===== Listing
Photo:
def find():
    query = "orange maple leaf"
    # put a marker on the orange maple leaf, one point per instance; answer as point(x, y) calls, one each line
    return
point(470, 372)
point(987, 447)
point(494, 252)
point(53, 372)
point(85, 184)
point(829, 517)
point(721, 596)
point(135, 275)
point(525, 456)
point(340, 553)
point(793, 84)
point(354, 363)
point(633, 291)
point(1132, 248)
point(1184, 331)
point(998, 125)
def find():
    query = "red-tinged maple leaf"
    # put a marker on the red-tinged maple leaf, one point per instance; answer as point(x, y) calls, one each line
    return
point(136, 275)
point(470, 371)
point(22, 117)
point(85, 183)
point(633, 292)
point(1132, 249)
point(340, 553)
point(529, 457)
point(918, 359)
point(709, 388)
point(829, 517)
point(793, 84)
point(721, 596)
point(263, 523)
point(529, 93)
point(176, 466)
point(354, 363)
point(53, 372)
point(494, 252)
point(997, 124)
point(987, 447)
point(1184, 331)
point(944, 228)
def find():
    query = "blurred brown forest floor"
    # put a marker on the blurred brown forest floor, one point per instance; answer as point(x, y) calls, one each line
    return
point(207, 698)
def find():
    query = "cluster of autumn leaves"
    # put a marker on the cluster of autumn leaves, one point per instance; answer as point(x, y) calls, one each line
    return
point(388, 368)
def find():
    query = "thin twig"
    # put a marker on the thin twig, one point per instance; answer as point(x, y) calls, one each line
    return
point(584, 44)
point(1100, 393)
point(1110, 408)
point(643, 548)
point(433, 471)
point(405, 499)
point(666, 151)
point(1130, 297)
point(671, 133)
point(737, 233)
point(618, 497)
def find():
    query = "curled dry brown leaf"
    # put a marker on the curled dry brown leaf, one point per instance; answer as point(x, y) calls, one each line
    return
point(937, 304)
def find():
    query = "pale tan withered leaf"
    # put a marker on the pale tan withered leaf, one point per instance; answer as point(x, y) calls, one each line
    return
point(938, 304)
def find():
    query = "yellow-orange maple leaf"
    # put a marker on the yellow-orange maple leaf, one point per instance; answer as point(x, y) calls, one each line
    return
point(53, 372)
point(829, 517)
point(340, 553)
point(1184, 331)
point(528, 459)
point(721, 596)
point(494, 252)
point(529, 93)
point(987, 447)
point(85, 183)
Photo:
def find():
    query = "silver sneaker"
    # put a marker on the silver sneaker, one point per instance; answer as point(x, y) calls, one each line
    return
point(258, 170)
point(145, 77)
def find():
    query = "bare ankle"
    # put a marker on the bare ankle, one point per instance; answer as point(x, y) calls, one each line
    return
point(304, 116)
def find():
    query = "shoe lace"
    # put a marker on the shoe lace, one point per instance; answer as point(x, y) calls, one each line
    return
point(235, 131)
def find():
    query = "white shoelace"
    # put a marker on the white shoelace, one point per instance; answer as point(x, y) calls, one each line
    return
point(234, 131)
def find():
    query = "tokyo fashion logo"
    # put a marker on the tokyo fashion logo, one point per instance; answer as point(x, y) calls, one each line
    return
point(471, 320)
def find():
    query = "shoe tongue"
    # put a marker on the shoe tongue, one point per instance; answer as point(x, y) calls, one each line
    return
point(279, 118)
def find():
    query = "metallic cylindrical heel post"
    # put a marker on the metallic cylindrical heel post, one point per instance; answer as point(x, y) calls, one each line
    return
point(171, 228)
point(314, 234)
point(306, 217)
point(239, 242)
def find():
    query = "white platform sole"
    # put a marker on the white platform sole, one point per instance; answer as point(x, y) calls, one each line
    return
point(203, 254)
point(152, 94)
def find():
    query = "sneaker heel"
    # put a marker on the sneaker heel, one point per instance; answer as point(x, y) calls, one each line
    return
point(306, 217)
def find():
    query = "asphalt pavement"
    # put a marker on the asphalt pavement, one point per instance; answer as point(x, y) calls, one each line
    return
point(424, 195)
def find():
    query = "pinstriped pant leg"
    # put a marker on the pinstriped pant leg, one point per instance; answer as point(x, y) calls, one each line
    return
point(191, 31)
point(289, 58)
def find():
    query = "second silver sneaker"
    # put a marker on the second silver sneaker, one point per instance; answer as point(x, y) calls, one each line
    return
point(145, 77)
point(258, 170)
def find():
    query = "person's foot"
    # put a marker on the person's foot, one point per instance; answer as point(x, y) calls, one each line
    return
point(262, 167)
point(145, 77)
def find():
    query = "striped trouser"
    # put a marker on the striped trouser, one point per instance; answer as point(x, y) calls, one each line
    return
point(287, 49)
==========
Please extract every item above word for word, keeping each line in its original order and form.

§ **The output**
Photo:
def find():
    query = "orange maple leaf"
    # put a marker on the orange maple leaf, one point per instance; answer as point(x, y) calls, one each line
    return
point(470, 372)
point(987, 447)
point(494, 252)
point(53, 372)
point(85, 184)
point(829, 517)
point(721, 596)
point(135, 275)
point(525, 456)
point(340, 553)
point(793, 84)
point(354, 363)
point(633, 291)
point(1132, 248)
point(1184, 331)
point(998, 125)
def find():
    query = "red-tinged maple leaf"
    # put a marker on the red-tinged maple leaf, one point per instance; answer as point(x, y) calls, one each line
    return
point(136, 275)
point(470, 371)
point(22, 117)
point(85, 183)
point(633, 292)
point(1132, 249)
point(340, 553)
point(529, 457)
point(918, 359)
point(709, 388)
point(829, 517)
point(793, 84)
point(721, 596)
point(263, 523)
point(529, 93)
point(176, 466)
point(354, 363)
point(53, 372)
point(494, 252)
point(997, 124)
point(987, 447)
point(1184, 331)
point(944, 228)
def find():
    query = "blurred brown forest floor"
    # put a marker on the blurred brown forest floor, one point per instance; answer as point(x, y) calls, one each line
    return
point(207, 698)
def find():
    query = "cluster of autumn leaves"
    # put a marker on the cluster of autumn leaves, one point per instance; answer as point(x, y) calls, one each line
    return
point(388, 368)
def find():
    query = "thin twig"
    # put a marker on the thin twig, one point per instance; answer as point(x, y) calls, one each line
    return
point(584, 44)
point(1100, 393)
point(1110, 408)
point(643, 548)
point(433, 471)
point(405, 499)
point(666, 151)
point(1130, 297)
point(671, 133)
point(737, 233)
point(618, 497)
def find():
    query = "curled dry brown leaf"
    # put a marker on the curled dry brown leaf, one point per instance; answer as point(x, y) calls, one each line
    return
point(937, 304)
def find():
    query = "pale tan withered leaf"
    # put a marker on the pale tan withered leaf, one point per instance; answer as point(x, y) calls, one each line
    return
point(938, 304)
def find():
    query = "yellow-orange maple leaf"
    # put a marker on the yellow-orange maple leaf, one point per instance; answer as point(x, y) calls, one each line
    return
point(53, 372)
point(829, 517)
point(340, 553)
point(1184, 331)
point(528, 459)
point(721, 596)
point(494, 252)
point(529, 93)
point(987, 447)
point(85, 183)
Photo:
def find():
    query = "silver sneaker"
    # put a marker on the silver sneaker, one point per instance; answer as point(x, y) calls, one each line
    return
point(258, 170)
point(145, 77)
def find():
    query = "bare ankle"
    # put a marker on the bare ankle, one point per instance; answer as point(x, y) calls, one each line
    return
point(304, 116)
def find():
    query = "shoe lace"
    # put a marker on the shoe lace, one point per instance; answer as point(x, y) calls, one each line
    return
point(235, 131)
def find():
    query = "white shoelace"
    # put a marker on the white shoelace, one point per instance; answer as point(x, y) calls, one each line
    return
point(234, 131)
def find():
    query = "tokyo fashion logo"
    # put a marker on the tokyo fashion logo, one point per instance; answer as point(x, y) calls, one each line
    return
point(471, 320)
def find():
    query = "shoe tongue"
    # put a marker on the shoe tongue, one point per instance; answer as point(x, y) calls, one each line
    return
point(279, 118)
def find():
    query = "metallic cylindrical heel post"
    # put a marker on the metallic cylindrical heel post, one point per instance; answer as point(x, y) calls, one each line
    return
point(171, 228)
point(314, 234)
point(306, 217)
point(239, 242)
def find():
    query = "white platform sole"
    # put a marker on the white platform sole, one point per instance; answer as point(x, y) calls, one each line
    return
point(203, 254)
point(152, 94)
def find():
    query = "sneaker heel"
    # put a marker on the sneaker heel, one point per instance; answer as point(x, y) calls, one each line
    return
point(306, 217)
def find():
    query = "asphalt pavement"
    # put a marker on the asphalt pavement, one point per instance; answer as point(x, y) calls, one each line
    return
point(424, 195)
def find():
    query = "pinstriped pant leg"
    # put a marker on the pinstriped pant leg, one point per instance; answer as point(x, y) calls, one each line
    return
point(191, 31)
point(289, 58)
def find():
    query = "second silver sneaker"
    # put a marker on the second silver sneaker, one point per instance; answer as point(x, y) calls, one each line
    return
point(145, 77)
point(258, 170)
def find():
    query = "person's foot"
    # put a marker on the person's foot, one point per instance; answer as point(x, y) calls, one each line
    return
point(262, 167)
point(145, 77)
def find():
    query = "striped trouser"
    # put a marker on the striped trouser, one point per instance; answer as point(x, y) calls, one each line
    return
point(287, 49)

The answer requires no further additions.